### Exercise description:
Give every line from the one containing "of the tree" down to the one containing "stone lantern cap" again, with "railing" changed to "handrail" and nothing else altered.

### Extracted material:
════════════════

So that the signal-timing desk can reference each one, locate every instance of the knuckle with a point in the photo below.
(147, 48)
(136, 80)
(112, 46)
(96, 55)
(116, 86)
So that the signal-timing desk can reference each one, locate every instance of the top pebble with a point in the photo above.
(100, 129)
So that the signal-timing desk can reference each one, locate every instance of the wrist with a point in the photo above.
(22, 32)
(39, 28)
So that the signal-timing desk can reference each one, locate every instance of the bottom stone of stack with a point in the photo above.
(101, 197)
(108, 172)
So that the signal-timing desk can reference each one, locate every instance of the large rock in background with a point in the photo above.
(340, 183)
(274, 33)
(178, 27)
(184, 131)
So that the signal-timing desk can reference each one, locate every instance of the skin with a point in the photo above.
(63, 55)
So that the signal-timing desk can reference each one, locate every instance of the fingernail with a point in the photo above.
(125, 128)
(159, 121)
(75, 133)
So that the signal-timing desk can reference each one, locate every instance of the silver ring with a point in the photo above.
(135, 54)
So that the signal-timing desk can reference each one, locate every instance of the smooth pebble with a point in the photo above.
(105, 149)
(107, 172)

════════════════

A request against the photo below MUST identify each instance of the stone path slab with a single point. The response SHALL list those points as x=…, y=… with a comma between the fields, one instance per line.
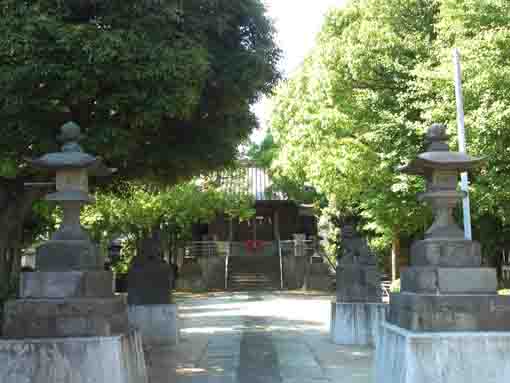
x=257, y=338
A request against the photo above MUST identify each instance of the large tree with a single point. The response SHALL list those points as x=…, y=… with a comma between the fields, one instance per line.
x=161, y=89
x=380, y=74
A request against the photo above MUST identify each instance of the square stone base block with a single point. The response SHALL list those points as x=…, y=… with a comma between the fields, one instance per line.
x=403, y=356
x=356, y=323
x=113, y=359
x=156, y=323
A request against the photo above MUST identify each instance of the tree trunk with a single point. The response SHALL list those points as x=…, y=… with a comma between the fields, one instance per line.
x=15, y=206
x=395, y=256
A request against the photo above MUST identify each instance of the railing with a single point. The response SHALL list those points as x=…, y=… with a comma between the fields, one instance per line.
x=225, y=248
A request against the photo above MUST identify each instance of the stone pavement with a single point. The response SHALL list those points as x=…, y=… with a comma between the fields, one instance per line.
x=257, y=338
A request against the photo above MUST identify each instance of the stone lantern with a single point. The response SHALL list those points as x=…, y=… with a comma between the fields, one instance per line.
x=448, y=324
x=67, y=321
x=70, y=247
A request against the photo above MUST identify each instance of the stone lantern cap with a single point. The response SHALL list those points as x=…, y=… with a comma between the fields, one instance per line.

════════════════

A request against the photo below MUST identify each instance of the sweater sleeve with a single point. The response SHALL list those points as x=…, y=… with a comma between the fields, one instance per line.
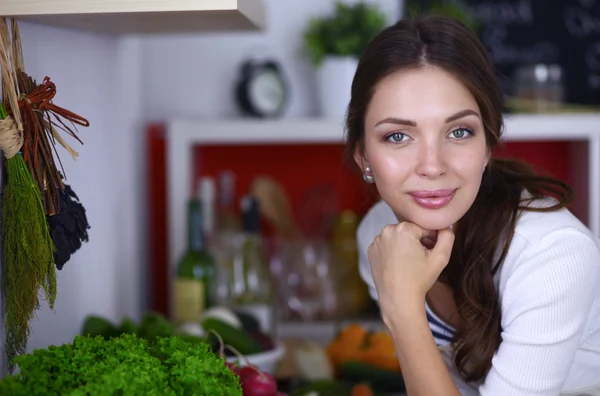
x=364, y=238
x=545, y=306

════════════════

### Written response:
A request against the photo above MUST identify each instance of the tree trunk with a single point. The response SHALL list those points as x=…, y=… with a comma between the fields, one instance per line.
x=15, y=206
x=395, y=256
A request against the photo above MUST identify each instance of the handrail with a single point. The response SHALL list those points as x=…, y=… with a comma between the fields, one instance per line.
x=225, y=248
A request against the photo above MUST identify each instance of the stone pavement with a single point. The response SHALL list those points as x=…, y=… with a comma between the fields, one instance per line.
x=257, y=338
A request against the photo above MUST identify each instance of the stone lantern with a single point. The response SHALL list those points as x=…, y=… with a comma between the fields, one instance per line.
x=448, y=324
x=67, y=321
x=70, y=247
A request against the photo above MUST identify each instance of the stone lantern cap with a single point. The response SHALL list those points as x=…, y=… with a comma between the fields, one instance per line.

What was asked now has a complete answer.